*STORED DATA*:
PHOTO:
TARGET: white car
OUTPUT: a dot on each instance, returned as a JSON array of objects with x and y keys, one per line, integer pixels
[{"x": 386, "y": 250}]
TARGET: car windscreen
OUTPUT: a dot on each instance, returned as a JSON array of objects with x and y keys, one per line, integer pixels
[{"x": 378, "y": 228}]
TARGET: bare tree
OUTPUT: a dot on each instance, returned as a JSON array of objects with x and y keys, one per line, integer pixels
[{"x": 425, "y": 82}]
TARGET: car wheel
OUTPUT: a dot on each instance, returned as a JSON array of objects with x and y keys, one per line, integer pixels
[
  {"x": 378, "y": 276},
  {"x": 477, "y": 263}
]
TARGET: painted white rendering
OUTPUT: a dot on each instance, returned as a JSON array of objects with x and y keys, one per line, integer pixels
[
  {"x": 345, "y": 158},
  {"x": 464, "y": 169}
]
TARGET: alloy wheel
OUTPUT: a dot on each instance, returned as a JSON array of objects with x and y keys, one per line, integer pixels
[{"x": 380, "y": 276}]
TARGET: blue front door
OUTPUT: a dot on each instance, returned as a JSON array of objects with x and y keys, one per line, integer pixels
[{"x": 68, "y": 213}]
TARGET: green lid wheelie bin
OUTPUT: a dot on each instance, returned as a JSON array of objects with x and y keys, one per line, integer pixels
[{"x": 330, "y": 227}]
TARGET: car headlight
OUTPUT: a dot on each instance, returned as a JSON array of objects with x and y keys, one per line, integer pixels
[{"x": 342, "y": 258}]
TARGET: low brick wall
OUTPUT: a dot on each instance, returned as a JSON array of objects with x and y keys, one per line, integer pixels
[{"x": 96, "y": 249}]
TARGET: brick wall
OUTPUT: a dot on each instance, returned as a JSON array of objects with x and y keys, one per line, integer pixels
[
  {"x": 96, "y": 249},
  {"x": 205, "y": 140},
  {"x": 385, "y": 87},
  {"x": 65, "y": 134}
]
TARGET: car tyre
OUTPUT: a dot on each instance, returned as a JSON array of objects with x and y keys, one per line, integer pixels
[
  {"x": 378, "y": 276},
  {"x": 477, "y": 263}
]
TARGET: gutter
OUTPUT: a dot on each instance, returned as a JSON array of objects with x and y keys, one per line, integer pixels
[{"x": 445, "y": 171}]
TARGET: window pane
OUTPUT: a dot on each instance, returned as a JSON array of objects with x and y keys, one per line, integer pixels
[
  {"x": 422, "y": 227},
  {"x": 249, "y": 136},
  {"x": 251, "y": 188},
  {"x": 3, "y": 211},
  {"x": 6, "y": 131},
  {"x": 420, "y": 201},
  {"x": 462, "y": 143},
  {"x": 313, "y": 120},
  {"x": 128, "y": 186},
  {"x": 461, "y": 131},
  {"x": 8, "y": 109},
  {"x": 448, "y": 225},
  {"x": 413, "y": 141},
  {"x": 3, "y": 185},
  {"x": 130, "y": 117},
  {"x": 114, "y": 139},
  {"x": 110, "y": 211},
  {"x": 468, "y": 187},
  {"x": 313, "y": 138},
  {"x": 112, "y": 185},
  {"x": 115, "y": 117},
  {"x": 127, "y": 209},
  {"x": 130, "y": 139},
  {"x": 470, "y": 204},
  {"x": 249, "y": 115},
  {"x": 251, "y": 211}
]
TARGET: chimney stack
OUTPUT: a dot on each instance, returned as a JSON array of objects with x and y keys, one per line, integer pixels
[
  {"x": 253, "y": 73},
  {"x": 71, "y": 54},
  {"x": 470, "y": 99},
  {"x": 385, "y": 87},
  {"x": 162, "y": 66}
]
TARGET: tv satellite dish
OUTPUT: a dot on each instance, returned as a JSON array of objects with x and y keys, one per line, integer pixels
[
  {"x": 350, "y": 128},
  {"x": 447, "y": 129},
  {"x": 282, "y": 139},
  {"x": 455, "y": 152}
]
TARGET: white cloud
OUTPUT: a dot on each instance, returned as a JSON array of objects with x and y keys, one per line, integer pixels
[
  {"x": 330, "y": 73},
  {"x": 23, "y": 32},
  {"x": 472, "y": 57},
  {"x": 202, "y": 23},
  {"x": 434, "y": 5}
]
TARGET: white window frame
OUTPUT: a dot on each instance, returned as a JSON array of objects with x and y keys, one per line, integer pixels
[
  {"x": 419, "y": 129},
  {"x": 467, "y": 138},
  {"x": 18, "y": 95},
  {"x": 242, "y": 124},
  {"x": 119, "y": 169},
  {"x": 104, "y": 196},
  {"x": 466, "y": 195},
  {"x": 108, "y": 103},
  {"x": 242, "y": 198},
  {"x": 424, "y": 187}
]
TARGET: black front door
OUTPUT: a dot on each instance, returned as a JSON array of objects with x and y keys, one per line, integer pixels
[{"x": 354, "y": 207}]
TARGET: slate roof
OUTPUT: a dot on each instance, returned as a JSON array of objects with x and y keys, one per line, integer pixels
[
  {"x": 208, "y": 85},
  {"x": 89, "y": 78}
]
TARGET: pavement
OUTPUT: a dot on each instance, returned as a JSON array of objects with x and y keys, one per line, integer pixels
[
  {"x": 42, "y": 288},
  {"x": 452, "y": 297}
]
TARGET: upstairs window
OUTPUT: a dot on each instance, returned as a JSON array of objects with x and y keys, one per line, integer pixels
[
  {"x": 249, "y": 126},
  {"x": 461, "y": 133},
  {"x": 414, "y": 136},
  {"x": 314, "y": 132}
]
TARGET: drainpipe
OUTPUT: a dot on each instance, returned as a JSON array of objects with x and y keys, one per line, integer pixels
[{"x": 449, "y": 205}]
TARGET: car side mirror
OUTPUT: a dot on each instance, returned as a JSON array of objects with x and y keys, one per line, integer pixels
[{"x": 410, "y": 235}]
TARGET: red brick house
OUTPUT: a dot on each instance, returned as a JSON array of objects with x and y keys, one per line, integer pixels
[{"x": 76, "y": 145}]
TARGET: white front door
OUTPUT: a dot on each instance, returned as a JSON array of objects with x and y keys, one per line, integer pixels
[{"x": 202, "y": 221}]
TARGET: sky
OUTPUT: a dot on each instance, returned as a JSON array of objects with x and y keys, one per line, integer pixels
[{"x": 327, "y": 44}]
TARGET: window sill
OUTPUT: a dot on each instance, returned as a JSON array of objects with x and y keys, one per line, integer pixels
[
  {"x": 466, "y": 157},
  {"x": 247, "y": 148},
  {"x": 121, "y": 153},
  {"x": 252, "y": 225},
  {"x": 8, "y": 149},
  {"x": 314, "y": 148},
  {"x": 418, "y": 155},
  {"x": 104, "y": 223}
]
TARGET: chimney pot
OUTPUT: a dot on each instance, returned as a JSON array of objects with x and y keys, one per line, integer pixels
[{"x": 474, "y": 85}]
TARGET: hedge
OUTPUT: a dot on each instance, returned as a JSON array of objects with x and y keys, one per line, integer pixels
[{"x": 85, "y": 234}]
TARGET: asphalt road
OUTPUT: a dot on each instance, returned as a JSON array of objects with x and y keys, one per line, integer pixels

*YOUR GOAL*: Write out again, exactly, the lines from the one holding "TARGET: sky" through the end of the listing, with both ends included.

*CORRECT OUTPUT*:
TARGET: sky
OUTPUT: a dot on each instance, returned as a JSON array of objects with x and y keys, one per line, integer pixels
[{"x": 327, "y": 44}]
TARGET: window sill
OUTPUT: a dot on each instance, returned as a JSON array of objects with x and y keys, one per line, integer pixels
[
  {"x": 466, "y": 157},
  {"x": 247, "y": 148},
  {"x": 121, "y": 153},
  {"x": 252, "y": 225},
  {"x": 8, "y": 149},
  {"x": 314, "y": 148},
  {"x": 418, "y": 155},
  {"x": 104, "y": 223}
]
TARGET: chimney pot
OUTPUT: a dot on each instance, returned as a JSON array of objects with x and y keys, one per line, integer pixels
[{"x": 474, "y": 85}]
TARGET: hedge
OUTPUT: a dot on each instance, returned as a JSON array of objects with x and y keys, one per line, integer pixels
[{"x": 85, "y": 234}]
TARGET: asphalt road
OUTPUT: a dot on each instance, returned as a JSON array of objects with x and y keys, one per line, integer pixels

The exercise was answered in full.